# How long do I have to get a deer to the processor before the meat spoils



## RipperIII (Sep 12, 2008)

If I am fortunate enough to kill a deer tomorrow, how long do I have to get it to a processor before the meat spoils?
I have never field dressed of quartered a deer and so I don't feel comfortable doing so at this time.


----------



## Greg Tench (Sep 12, 2008)

You need to field dress as soon as possible. Take a bag of ice and stuff it in the chest cavity until you get it to a cooler/processor.


----------



## germag (Sep 12, 2008)

As hot as it is, I'd waste no time at all. I'd get the innards out of it and get it to the cooler as quickly as possible.


----------



## Howard Roark (Sep 12, 2008)

My deer can be in an ice chest within an hour.


----------



## Rabbit Hunter 101 (Sep 12, 2008)

ASAP especially with this heat. If you are with anyone get them to help you dress it since it will be your first.


----------



## Acrey (Sep 12, 2008)

Man I would definately gut the deer and do the ice in the chest deal, if you are not going to get the deer to the processor in a hour i would buy several bags of ice and cover her up in the bed of the truck. Man every hunter needs to know how to gut a deer, I can hang a deer and debone the straps,hind quarters, front shoulders,  and neck. That way you can put it in a cooler and put ice on it.


----------



## merc123 (Sep 13, 2008)

Last year we took 2.5 hours to find and drag.  Gutted and no ice and 45 mins b4  we quartered.  It was good and 85* out


----------



## 4wheeling4life (Sep 13, 2008)

unless I could drag it out of the woods and to the processers door, chill it asap!!!


----------



## whitworth (Sep 13, 2008)

*Unrefrigerated ?*

What do you think?  

I've seen ground beef, right from the grocery store meat department to the refrigerator, start turning bad after a couple of days. 

I always gut my deer, after the shot.  I get it home and package up the deer for the refrigerator and freezer that night.

▬▬▬▬▬▬

> Problems to work on
#1 In the thread about getting a deer to the processor, what does Greg Tench say to put in the chest cavity?
#2 Carry on the thread about getting a deer to the processor, starting after its last post.

> Data lines
▬▬▬▬▬▬

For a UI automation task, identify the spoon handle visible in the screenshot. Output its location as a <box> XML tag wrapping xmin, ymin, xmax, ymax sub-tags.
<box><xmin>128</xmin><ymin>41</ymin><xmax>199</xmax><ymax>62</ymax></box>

▬▬▬▬▬▬

> Results
#1 A bag of ice.

#2
----------



## straitshooter (Sep 13, 2008)

in warmy weather immediately. i 1/4 my deer up right in the woods and pack it on ice. if you get some place where it is cold (around 20 degrees) i usually hang my deer for several days. the blood flows out of it that way and gets rid of a lot of the game taste


----------



## JustUs4All (Sep 13, 2008)

You need to get the meat tended to as quickly as possible.  The no. 1 most important thing is to get the guts out immediately.  This is even more important if there is a possibility that your shot has perforated anything in the gut area.  Spillage from here will impart a tainted flavor to meat very quickly.  

There are instructions all over the Internet on how to gut a deer.  I did my first more than 20 years ago by myself from reading the written instructions.  (Dad wasn't a deer hunter).  It is pretty basic and not difficult.  You are going to feel soooo good about yourself when you have done this.    Give yourself a pat on the back from me.

Once gutted put ice in the chest cavity if you have it.  If not, wedge the ribcage open with a short stick to let air help cool it.  Only wash it out if the meat has made contact with gut contents.  The blood will dry and create a barrier that will help keep the meat from drying out.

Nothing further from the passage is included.